That said, there are two types of cheaters once caught. Those who are truly remorseful and sickened by their behavior, own up to their entitlement complex and work to regain the trust, respect and love of their partner. Those people are the ones who in my experience are not bad people but people who made terrible choices and they own it. Then there are the other types who once caught, blameshift on their spouse and say it is the spouses fault that they made these terrible choices. They pay lip service with declarations of I'm sorry, let's get counseling, etc. but the reality is they really don't feel bad at all, just that they were caught. Those are the types that I truly believe are bad people. Their remorse is superficial only despite their protestations to the contrary and is often predicated on their spouse changing, not them. My father was this type.


----------



## Headspin (May 13, 2012)

→ **Required task**
Continue the forum thread about how cheaters act once they're caught, starting from the point where the text above stops.

[Region annotation items]
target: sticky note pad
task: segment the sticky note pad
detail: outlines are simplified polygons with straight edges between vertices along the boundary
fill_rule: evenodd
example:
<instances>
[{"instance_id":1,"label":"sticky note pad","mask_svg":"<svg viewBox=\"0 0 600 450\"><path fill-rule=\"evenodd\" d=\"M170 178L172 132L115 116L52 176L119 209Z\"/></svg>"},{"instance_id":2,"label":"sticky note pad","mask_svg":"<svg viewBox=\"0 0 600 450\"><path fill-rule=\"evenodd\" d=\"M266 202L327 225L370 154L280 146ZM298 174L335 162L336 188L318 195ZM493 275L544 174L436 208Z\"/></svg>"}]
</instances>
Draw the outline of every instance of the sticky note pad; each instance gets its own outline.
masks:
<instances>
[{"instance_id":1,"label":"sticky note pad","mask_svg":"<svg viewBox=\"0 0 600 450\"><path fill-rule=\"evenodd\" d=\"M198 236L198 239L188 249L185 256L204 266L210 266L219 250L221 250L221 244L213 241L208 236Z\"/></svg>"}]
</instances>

→ **The output**
Therealbrighteyes said:


> There are no reasons why a cheater cheats, only justifications. Those justifications run the gamut but it basically boils down to one thing in my experience....entitlement. They are somehow owed or deserve this because their spouse is or isn't doing x, y and z.
> 
> That said, there are two types of cheater behavior once caught. Those who are truly remorseful and sickened by their behavior, own up to their entitlement complex and work to regain the trust, respect and love of their partner. Those people are the ones who in my experience are not bad people but people who made terrible choices and rationalized them. Then there are the other types who once caught, blameshift on their spouse and say it is the spouses fault that they made these terrible choices. They are the ones who don't want to discuss what happened or do anything to regain the trust, respect and love of their partner.....they just want things to magically go back to the way things were, often reminding the spouse that any hiccup along the way is because the spouse just can't forget and move on. Those are the types that I truly believe are bad people. They have no remorse and continue with their entitlement attitude. My father was this type.


A ha but yes there are other 'groups'.

There's the group that accept the responsibility but only on on a shallow level.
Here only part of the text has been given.